[Excerpt]:
+++

Lets look at unmatched tables

In [None]:
def table_has_CIC_fund_manager(tables_str_value: str):
    tables_str_value = tables_str_value.lower()
    unwanted_regexes = ['cic\s*group', 'cic\s*insurance', 'cic\s*academia']
    for unwanted_regex in unwanted_regexes:
        tables_str_value = re.sub(unwanted_regex, "", tables_str_value, flags=re.IGNORECASE)
    return 'cic' in tables_str_value

unmatched_tables = [
    (index, table)
    for (index, key), tables 
        in grouped_by_key_id.items() 
        if key == 'log_unmatched_table' 
    for (_,_,table) 
        in tables 
        if table_has_CIC_fund_manager(table)
]
len(unmatched_tables)

In [271]:
unmatched_table_iterator_index = 0

In [None]:
unmatched_table_index, unmatched_table_html = unmatched_tables[unmatched_table_iterator_index]
unmatched_record = all_cytonn_reports_df.loc[unmatched_table_index, :]
print(
    f"{unmatched_table_iterator_index + 1}/{len(unmatched_tables)};\
    DATE: {unmatched_record['researchdate']};\
    URL: {unmatched_record['url']}")
unmatched_table_iterator_index += 1 if unmatched_table_iterator_index < len(unmatched_tables) - 1 else 0
pd.read_html(io.StringIO(unmatched_table_html))[0]

## Exploratory Data Analysis (EDA)

In [None]:
def expand_date_column(df: pd.DataFrame, expand_column: str):
    for _, row in df.iterrows():
        expanding_values = row[expand_column]
        if type(expanding_values) == list:
            start_date = datetime.strptime(expanding_values[0], "%Y-%m-%d")
            end_date = datetime.strptime(expanding_values[1], "%Y-%m-%d")
            start_end_diff_days = (end_date - start_date).days
            day_list = [
                (start_date + timedelta(days=i)).strftime('%Y-%m-%d') 
                for i 
                in range(start_end_diff_days + 1)
            ]
            for day in day_list:
                yield { **row.to_dict(), expand_column: day }
        else:
            yield row.to_dict()

extracted_records_df = pd.DataFrame(expand_date_column(extracted_records_df, 'record_date'))
extracted_records_df

In [None]:
grouped_df = extracted_records_df.groupby(
    ['record_type', 'record_date', 'fund_manager'])['record_value'].mean().reset_index()
grouped_df

In [None]:
EAR_df = grouped_df[grouped_df['record_type'] == 'EAR'].drop(columns=['record_type']).copy()
EAR_df['record_date'] = pd.to_datetime(EAR_df['record_date'])
EAR_pivot = EAR_df.pivot(index='record_date', columns='fund_manager', values='record_value')
EAR_pivot

In [None]:
EAR_fig = px.line(EAR_pivot, x=EAR_pivot.index, y=EAR_pivot.columns)

+++

[Given records]:
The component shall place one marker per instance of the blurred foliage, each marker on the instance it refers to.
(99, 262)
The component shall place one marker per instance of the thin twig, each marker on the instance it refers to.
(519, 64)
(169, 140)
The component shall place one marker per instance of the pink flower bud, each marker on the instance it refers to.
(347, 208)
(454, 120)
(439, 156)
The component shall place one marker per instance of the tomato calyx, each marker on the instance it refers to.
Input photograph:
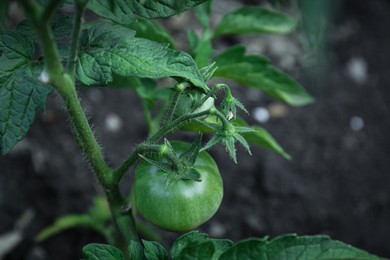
(228, 135)
(177, 167)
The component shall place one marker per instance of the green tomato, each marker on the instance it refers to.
(184, 204)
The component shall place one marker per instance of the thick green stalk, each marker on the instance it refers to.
(71, 63)
(64, 84)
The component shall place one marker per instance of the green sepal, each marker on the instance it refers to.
(192, 174)
(192, 152)
(161, 165)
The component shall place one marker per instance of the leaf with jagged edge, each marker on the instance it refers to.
(108, 49)
(251, 19)
(127, 11)
(21, 93)
(256, 71)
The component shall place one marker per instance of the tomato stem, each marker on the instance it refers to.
(64, 84)
(71, 63)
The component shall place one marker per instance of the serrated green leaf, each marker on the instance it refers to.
(203, 51)
(3, 13)
(292, 247)
(61, 25)
(21, 94)
(253, 248)
(244, 143)
(149, 29)
(229, 142)
(108, 49)
(250, 19)
(260, 137)
(202, 13)
(265, 140)
(198, 251)
(127, 11)
(213, 141)
(313, 247)
(15, 52)
(136, 250)
(192, 152)
(154, 250)
(190, 238)
(208, 71)
(195, 245)
(221, 245)
(256, 71)
(96, 251)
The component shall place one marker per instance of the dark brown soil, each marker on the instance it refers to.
(337, 183)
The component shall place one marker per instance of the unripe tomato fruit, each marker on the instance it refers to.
(183, 205)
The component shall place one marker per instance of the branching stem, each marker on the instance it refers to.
(72, 58)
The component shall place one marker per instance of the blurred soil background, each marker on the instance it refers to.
(338, 182)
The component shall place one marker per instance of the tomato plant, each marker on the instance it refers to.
(183, 204)
(177, 186)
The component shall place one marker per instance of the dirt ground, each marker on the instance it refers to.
(337, 184)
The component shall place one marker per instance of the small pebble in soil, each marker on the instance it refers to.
(356, 123)
(113, 123)
(357, 70)
(261, 114)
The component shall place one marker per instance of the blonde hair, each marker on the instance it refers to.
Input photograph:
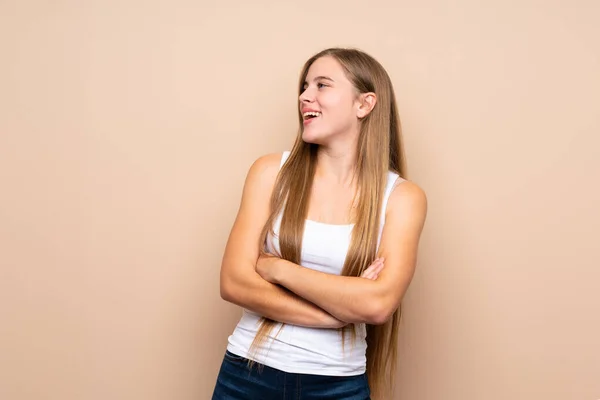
(379, 150)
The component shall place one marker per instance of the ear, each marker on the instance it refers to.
(366, 104)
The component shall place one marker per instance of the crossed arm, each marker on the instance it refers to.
(289, 293)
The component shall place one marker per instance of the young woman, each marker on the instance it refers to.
(324, 245)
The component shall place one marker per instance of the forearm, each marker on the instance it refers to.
(276, 303)
(349, 299)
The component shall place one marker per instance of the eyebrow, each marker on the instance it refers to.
(321, 77)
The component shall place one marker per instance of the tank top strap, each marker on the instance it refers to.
(393, 180)
(284, 157)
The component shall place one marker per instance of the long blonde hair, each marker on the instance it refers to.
(379, 151)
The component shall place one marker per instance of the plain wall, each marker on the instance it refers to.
(126, 131)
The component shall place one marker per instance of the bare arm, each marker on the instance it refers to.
(239, 282)
(361, 300)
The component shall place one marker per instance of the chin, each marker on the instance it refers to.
(313, 137)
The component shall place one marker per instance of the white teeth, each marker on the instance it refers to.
(313, 113)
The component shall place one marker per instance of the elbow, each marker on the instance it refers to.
(379, 313)
(227, 290)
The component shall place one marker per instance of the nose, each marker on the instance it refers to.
(307, 96)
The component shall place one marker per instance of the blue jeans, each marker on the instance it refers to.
(236, 381)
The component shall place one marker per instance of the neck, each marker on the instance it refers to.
(337, 164)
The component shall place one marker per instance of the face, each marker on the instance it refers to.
(329, 103)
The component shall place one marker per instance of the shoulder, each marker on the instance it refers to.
(264, 170)
(407, 200)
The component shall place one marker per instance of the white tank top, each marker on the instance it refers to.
(298, 349)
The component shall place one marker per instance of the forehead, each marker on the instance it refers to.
(326, 66)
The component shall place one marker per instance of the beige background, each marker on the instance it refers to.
(127, 129)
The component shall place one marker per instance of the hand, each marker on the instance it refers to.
(373, 270)
(266, 268)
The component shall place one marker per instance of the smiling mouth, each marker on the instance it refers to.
(310, 115)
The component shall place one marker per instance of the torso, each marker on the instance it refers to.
(326, 239)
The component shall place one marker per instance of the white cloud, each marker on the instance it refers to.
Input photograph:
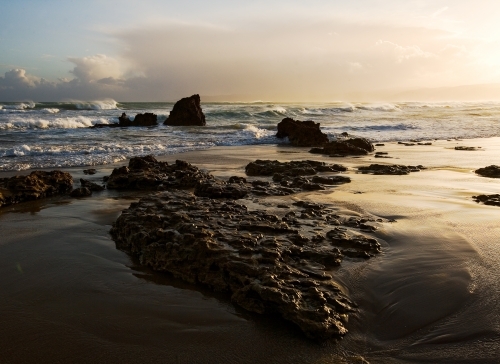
(403, 53)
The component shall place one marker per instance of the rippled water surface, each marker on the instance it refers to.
(47, 135)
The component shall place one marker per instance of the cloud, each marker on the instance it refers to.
(279, 60)
(439, 12)
(403, 53)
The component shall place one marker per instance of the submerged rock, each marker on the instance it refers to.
(492, 171)
(146, 119)
(354, 146)
(267, 263)
(186, 111)
(36, 185)
(394, 169)
(301, 133)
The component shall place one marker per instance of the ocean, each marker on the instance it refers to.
(57, 134)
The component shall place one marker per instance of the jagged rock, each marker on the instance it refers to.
(492, 171)
(394, 169)
(81, 192)
(293, 168)
(333, 180)
(89, 171)
(354, 146)
(91, 185)
(146, 173)
(36, 185)
(236, 179)
(266, 263)
(301, 133)
(493, 200)
(186, 111)
(219, 189)
(146, 119)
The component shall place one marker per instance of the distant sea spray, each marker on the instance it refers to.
(57, 134)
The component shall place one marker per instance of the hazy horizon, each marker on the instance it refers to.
(274, 50)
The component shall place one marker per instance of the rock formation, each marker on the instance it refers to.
(267, 263)
(146, 173)
(36, 185)
(492, 200)
(301, 133)
(492, 171)
(293, 168)
(146, 119)
(186, 111)
(354, 146)
(394, 169)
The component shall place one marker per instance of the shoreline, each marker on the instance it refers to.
(399, 292)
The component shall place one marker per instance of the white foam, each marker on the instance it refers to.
(20, 106)
(106, 104)
(50, 111)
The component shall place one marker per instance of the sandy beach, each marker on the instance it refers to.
(432, 295)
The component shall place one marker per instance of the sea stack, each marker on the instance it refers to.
(187, 111)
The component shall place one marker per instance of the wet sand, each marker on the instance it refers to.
(68, 295)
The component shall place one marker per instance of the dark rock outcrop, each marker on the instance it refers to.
(90, 171)
(36, 185)
(492, 200)
(146, 173)
(91, 185)
(267, 263)
(81, 192)
(301, 133)
(293, 168)
(354, 146)
(394, 169)
(492, 171)
(187, 111)
(146, 119)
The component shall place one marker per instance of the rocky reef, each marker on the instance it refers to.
(301, 133)
(187, 111)
(394, 169)
(340, 148)
(492, 200)
(492, 171)
(36, 185)
(146, 173)
(279, 263)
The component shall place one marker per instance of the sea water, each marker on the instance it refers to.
(58, 134)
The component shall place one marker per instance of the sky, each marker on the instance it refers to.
(315, 50)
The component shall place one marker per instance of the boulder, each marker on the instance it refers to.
(301, 133)
(36, 185)
(187, 111)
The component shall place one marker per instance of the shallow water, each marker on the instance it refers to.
(48, 135)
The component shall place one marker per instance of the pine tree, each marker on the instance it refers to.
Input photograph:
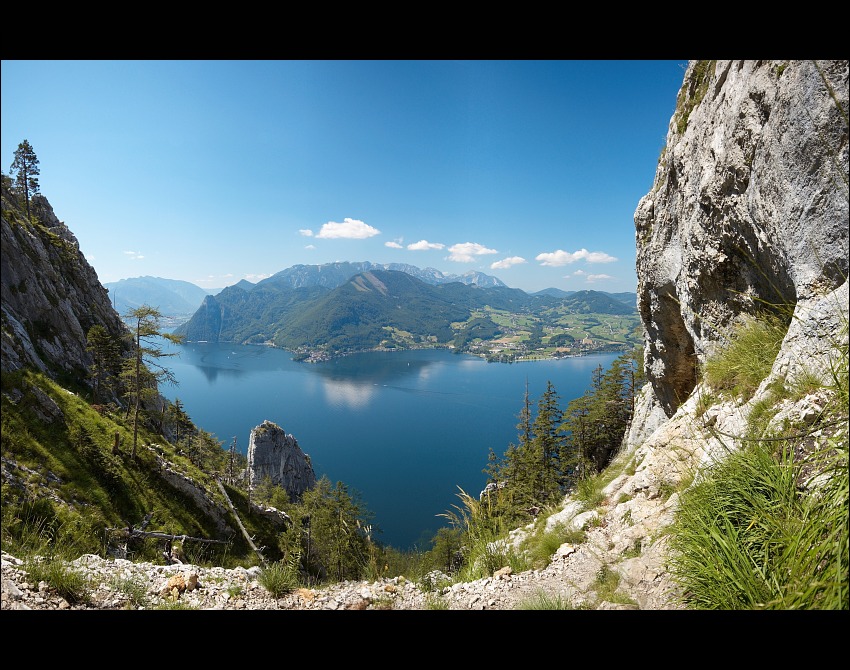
(106, 361)
(142, 372)
(25, 166)
(547, 445)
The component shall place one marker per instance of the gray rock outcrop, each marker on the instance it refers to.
(275, 454)
(749, 207)
(50, 295)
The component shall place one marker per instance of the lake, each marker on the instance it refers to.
(405, 431)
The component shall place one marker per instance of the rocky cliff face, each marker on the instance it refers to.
(749, 206)
(50, 294)
(275, 454)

+++

[Written exercise A]: Rewrite the part of the notebook excerpt that begins at the words "for (index, key), tables" and stops after "if table_has_CIC_fund_manager(table)", putting "grouped_records" in place of "grouped_by_key_id".
[Written exercise B]: Select every line of the records that contains the string "rocky".
The notebook excerpt and the records are unrelated to each other.

[Exercise response A]:
for (index, key), tables 
        in grouped_records.items() 
        if key == 'log_unmatched_table' 
    for (_,_,table) 
        in tables 
        if table_has_CIC_fund_manager(table)

[Exercise response B]:
The component shall place one marker per instance of the rocky reef, each marker on the instance it refers to.
The component shall place one marker per instance of the rocky cliff face, each marker on the instance it refers to.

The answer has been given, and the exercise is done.